▸ What you will do
Reproduce every one of the following lines verbatim, omitting the pictures.
— Begin —
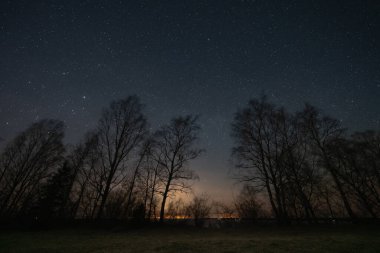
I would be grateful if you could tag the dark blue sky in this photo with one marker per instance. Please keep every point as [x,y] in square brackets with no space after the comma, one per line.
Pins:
[68,59]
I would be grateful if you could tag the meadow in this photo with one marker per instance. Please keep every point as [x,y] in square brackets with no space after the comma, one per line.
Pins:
[185,239]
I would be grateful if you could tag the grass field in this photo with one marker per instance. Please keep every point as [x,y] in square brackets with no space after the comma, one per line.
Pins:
[267,239]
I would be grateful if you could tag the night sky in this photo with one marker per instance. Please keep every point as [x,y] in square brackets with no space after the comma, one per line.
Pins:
[68,59]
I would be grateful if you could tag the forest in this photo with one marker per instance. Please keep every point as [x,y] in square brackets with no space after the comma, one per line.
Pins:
[292,166]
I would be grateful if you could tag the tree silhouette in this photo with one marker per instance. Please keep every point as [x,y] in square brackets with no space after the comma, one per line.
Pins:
[175,142]
[27,162]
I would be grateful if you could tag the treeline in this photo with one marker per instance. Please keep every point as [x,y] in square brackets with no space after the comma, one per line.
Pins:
[305,165]
[293,166]
[119,170]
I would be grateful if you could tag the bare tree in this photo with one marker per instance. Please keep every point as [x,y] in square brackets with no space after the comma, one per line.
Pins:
[247,203]
[259,151]
[175,142]
[122,128]
[199,209]
[324,132]
[27,161]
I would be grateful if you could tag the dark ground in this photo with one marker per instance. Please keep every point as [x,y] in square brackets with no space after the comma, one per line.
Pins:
[347,238]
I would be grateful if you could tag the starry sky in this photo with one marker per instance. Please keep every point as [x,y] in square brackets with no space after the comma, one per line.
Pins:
[68,59]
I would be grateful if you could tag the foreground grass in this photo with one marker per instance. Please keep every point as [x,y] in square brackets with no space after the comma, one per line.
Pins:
[268,239]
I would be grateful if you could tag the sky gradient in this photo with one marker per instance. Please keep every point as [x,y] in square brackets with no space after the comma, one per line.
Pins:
[69,59]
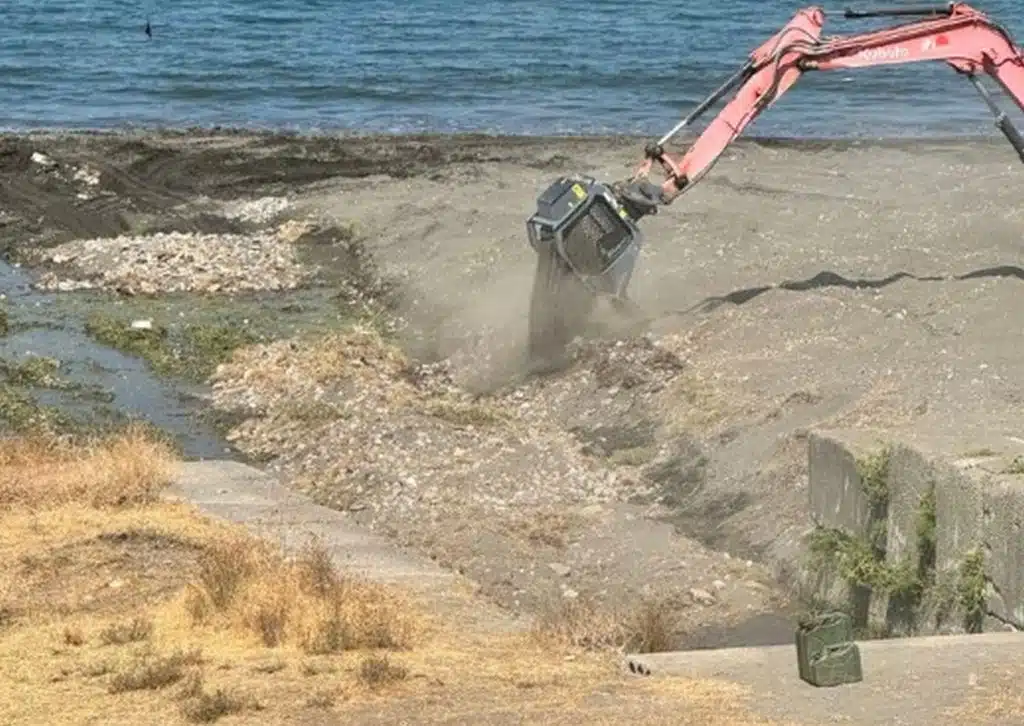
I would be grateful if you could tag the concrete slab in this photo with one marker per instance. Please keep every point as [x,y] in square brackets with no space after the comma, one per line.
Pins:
[957,513]
[908,682]
[1004,547]
[837,495]
[243,495]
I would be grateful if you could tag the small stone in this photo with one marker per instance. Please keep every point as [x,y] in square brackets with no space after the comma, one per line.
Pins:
[701,596]
[560,569]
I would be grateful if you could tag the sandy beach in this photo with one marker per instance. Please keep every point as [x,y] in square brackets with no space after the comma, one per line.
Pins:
[824,285]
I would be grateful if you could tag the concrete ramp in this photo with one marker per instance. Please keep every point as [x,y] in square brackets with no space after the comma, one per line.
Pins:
[907,681]
[244,495]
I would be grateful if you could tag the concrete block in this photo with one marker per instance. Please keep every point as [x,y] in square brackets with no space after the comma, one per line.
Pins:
[911,476]
[1004,547]
[837,496]
[958,509]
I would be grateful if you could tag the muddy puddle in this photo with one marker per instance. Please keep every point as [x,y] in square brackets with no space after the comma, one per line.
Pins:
[97,384]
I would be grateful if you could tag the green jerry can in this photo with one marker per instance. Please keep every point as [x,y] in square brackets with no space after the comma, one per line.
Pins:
[826,654]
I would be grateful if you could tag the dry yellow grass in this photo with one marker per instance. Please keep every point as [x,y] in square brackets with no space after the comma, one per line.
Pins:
[119,607]
[49,471]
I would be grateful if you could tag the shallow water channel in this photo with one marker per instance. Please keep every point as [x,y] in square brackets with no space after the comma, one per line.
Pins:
[107,383]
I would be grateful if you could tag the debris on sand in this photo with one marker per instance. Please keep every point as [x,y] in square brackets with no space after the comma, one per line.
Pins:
[350,417]
[176,262]
[257,211]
— End —
▸ The answer
I would be grateful if you could tag the dark blue sky in this photo with one marker per instance. Please keep every point as [x,y] in square brackets with no space after the comma, one per line.
Pins:
[68,59]
I would be grateful if you could tag the meadow in this photo with one marker per instance. Please keep every point as [x,y] in square brackets with no space after the comma, one per line.
Pins:
[185,239]
I would be grateful if you could tag the grass field in this photo with one marker per instance. Please keep every point as [x,y] in square brackets with no space after the comma, one per line.
Pins:
[267,239]
I would be grateful if you could tag the night sky in this photo with one marker per instance. Please keep every point as [x,y] in square brackets with no space after the comma, one per line.
Pins:
[68,59]
I would be grateful if you could tag the forest in this photo with one marker per instance. Please keep every point as [x,y] in square brackets with no space after the comma, one per line.
Pins:
[292,166]
I would be grateful if you could tag the tree silhouette in this photo with one marker per instance. Please keep every point as [x,y] in square brackets with no space after the comma, one per line.
Pins:
[175,142]
[27,162]
I would be grateful if you could tag the treeline in this photo with one marker per instance. Please keep every point as [x,y] in square brackets with no space after the comma, one per line.
Pins:
[305,165]
[293,166]
[119,170]
I would be grateful if you could tag the bare tree in this photo with one marker per instance. Please keep every point as [x,y] in square brackets with no space after the comma, one per line.
Pins:
[247,203]
[259,151]
[175,142]
[122,128]
[199,209]
[324,132]
[27,161]
I would be grateful if you could tag the dark ground in this photo with one marker per instance. Please keep every point as [x,y] in square brackets with no space after the comma, one per line.
Pins:
[347,238]
I would be grateful if you could tag the starry sky in this photo with one marker per instance. Please keep every point as [x,y] in square brackets with no space after the comma, one per line.
Pins:
[68,59]
I would be grateful if you could tag the foreground grass in this photo with one marker per instance. Please keep every point as [x,y] in square brackets with no space after the comma, one per line.
Pins:
[268,239]
I would be grateful if you could tag the sky gradient in this photo with one marker per instance. Please keep every point as [x,y] in square brackets with no space after the comma, one per line.
Pins:
[69,59]
I would be grateful if you could tag the concrete slab in this photo with one marker per instance. Please keep every point as [x,y] in square brackets with no space after the comma, one per line.
Pins:
[957,513]
[908,682]
[1004,547]
[837,495]
[243,495]
I would be grateful if you could tag the small stone in this photo with one marker per instance. Please keep every point as [x,y] in square brackets with no space after the comma, one per line.
Pins:
[701,596]
[560,569]
I would be grateful if you could tag the sandy beach in this photo with one marker per instance. Please keep every point as [x,y] in square brackets with no space after the comma, one per line.
Pins:
[824,285]
I would be grateful if you could tag the concrete ramp in this photo with one marker per instance. Please keep every point as [x,y] in square brackets with no space after the comma, one per line.
Pins:
[907,681]
[244,495]
I would be grateful if you could tag the concrete block in this photo with one marker per instance. Please keep every point as [x,y] in square brackets with no space after the comma, one per line.
Pins:
[911,476]
[1004,547]
[837,496]
[958,509]
I would be grateful if you could tag the muddy puddle in this photo with one marker per instance. Please keep every point as [x,y] in square brackets with no space after the comma, one per line.
Pins:
[97,384]
I would be grateful if you could tag the green jerry can in this photo with one marker per instance. Please keep every point as [x,y] in square brackets with no space after the comma, one per line.
Pins:
[826,654]
I would be grateful if you could tag the dry yellow grass in this photo with one marker per instance. Please keep every point as [x,y] in square brackets with no space after the comma, one per line.
Pins:
[119,607]
[49,471]
I would be grateful if you could tag the shallow water channel in this photo with one marker per instance. Please keep every point as [x,y] in square brackets with no space after the comma, one per line.
Pins:
[107,383]
I would be grateful if you could tag the debris on sand in this photo with one marker per instance. Please keep every point as [x,y] in square brackets with no space after the comma, one per line.
Pins:
[350,417]
[176,262]
[257,211]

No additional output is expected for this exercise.